- _提示文_
::::
脳力開発169号・国の生き方を問う政治へ
四つ巴の論争・逆境が保守を自覚させた
今回の自民党総裁選挙は非常に痛快だった。その理由は菅総理の突然の辞任に始まり、岸田氏、引き続き高市早苗氏、河野太郎、野田聖子の立候補が続いたからだ。高市早苗を安倍晋三氏が支援するという構図で興味を引いた。
安倍政権の果たした役割
安倍晋三氏元総理は、日本の従来の世界における地位を変えた。外交を中心に世界における日本に対しての見方を劇的に変えたといっていい。国連における演説、アメリカ議会での演説は今まで国のトップとして世界に向けて発信をしてこなかった日本の初めての国としての基本的な理念・考えを伝えた。
安倍総理が就任し靖国神社に参拝したとき、アメリカはバイデン(当時)副大統領も完全に中国におもね(最も民主党が中国と蜜月関係にあった時季)靖国参拝は国際関係の上から大変危惧すると批判し、その時の駐日大使はケネディ大統領の子女であったのが懐かしい。その後、オバマ大統領が広島を訪問し原発投下の跡地を訪れた。また同時に安倍総理はハワイを訪ね改めて第二次世界大戦を振り返り、日米安保条約の強固な関係を望んだ。G7も伊勢神宮で開催され日本の歴史にも各国のトップが参加しまじめに日本の現状・歴史に関心を示した。
::::
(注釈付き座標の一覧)
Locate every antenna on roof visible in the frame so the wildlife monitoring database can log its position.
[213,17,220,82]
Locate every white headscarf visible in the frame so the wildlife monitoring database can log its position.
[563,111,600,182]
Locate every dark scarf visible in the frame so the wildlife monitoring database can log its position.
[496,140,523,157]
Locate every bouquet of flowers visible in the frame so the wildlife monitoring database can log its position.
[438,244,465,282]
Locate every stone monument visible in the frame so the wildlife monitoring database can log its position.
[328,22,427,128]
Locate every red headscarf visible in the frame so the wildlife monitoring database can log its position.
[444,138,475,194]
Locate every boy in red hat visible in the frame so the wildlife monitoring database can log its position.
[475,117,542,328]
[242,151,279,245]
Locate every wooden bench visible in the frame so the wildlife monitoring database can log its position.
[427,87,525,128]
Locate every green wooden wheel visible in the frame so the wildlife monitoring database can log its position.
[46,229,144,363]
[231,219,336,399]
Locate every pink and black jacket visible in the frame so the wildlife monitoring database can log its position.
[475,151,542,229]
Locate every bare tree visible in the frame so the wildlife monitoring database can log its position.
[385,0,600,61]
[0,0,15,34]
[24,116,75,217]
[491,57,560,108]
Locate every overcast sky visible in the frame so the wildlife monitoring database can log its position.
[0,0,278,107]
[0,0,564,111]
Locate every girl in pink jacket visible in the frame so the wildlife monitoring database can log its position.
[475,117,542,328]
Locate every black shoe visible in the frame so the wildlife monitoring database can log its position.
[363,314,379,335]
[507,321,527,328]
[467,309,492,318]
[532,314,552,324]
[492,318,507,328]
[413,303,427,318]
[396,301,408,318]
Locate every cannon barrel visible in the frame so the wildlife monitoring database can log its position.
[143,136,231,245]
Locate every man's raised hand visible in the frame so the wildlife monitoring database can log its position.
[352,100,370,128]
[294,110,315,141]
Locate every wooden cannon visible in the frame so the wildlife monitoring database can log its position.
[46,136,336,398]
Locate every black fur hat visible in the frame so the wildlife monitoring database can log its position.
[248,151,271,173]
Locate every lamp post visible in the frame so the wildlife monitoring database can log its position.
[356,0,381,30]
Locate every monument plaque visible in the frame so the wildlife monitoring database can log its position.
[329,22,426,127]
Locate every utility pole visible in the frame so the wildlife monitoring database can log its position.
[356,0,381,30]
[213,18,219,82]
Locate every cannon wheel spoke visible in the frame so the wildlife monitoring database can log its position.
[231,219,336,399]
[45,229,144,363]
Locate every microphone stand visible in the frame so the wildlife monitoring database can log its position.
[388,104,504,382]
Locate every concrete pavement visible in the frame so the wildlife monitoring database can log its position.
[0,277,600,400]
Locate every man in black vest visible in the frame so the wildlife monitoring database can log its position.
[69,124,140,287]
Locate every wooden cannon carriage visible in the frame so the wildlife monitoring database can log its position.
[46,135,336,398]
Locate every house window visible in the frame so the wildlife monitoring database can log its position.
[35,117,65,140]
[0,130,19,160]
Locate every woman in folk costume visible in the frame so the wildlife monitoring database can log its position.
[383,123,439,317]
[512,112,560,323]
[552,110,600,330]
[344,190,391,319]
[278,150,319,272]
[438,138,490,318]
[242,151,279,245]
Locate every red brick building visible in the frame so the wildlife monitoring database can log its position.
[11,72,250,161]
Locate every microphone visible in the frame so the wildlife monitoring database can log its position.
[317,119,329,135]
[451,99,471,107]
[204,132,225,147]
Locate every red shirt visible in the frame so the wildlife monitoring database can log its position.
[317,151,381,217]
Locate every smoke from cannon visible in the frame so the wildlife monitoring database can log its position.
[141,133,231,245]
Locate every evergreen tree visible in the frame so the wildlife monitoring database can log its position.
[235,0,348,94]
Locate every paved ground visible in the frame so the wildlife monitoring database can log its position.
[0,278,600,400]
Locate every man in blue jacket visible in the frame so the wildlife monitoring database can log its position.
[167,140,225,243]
::::
- _練習課題_
a) 一覧の先頭から「[563,111,600,182]」を含む行まで（その行も含む）を、「white headscarf」を「gray headscarf」に替え、ほかは一切変えずに書き直せ。
b) 自民党総裁選と安倍政権の外交を論じた文章を、最後の文の後から書き継げ。

- _課題別解答_
a)
Locate every antenna on roof visible in the frame so the wildlife monitoring database can log its position.
[213,17,220,82]
Locate every gray headscarf visible in the frame so the wildlife monitoring database can log its position.
[563,111,600,182]

b)
悪夢の民主党政権
二〇〇九年戦後60数年の平和により日本国民も精神的に弛緩し、自民党も個人の利益を優先させ、国家観が話題になることは減っていた。自民支持の中間層も自民のチャランポランさにウンザリし、私も正直自民党に鉄槌を下すべきだという心情になっていた。結果、元民主党の政権となった。
民主党になってからの政治はここでいうまでもないが、鳩山総理(アメリカからルーピーと揶揄され)次ぎに元市民連合出身の管直人総理にひき継がれ、忘れもしない二〇一一年の東日本大震災に遭遇したわけだ。そのあと野田政権からやっと安倍晋三第二次政権が成立し今日に至っているわけだ。
旧社会党との連立政権の際、阪神大震災に遭遇し時の総理が社会党の村山富一だったのも記憶の中にある。無能な野党への災禍が続いた。
人気先行から候補者の政策議論へ
話を元に戻して、総裁選挙は河野太郎の人気が先行し、そこに小泉進次郎、石破茂が支援するという構図になった。高市早苗が立候補するとは思いも寄らない構図に、高市氏は
印象は当初は泡沫候補という一般的な印象だった。ここからが、過去に経験しなかった総裁選挙活動になった。
メディアでの質問で候補者の実情が浮き彫りに
各候補者への同じ質問への解答に、高市氏はシッカリした保守政治家として政策を語った。尖閣問題・中国の横暴、靖国問題、改憲問題とキチンと自分の考えと発言した。なるほど安倍氏が支援するわけだ。
岸田氏も旧来の候補者になくメディアでキチンと発信した。久しぶりに総裁候補者が自分の信条を語った。過去の選挙ではここまで候補者も語る機会がなかった。岸田氏も今回の機会に繰り返し信条を語った。過去の印象のよる候補者選びよりも政策による選択の予感が強くなった。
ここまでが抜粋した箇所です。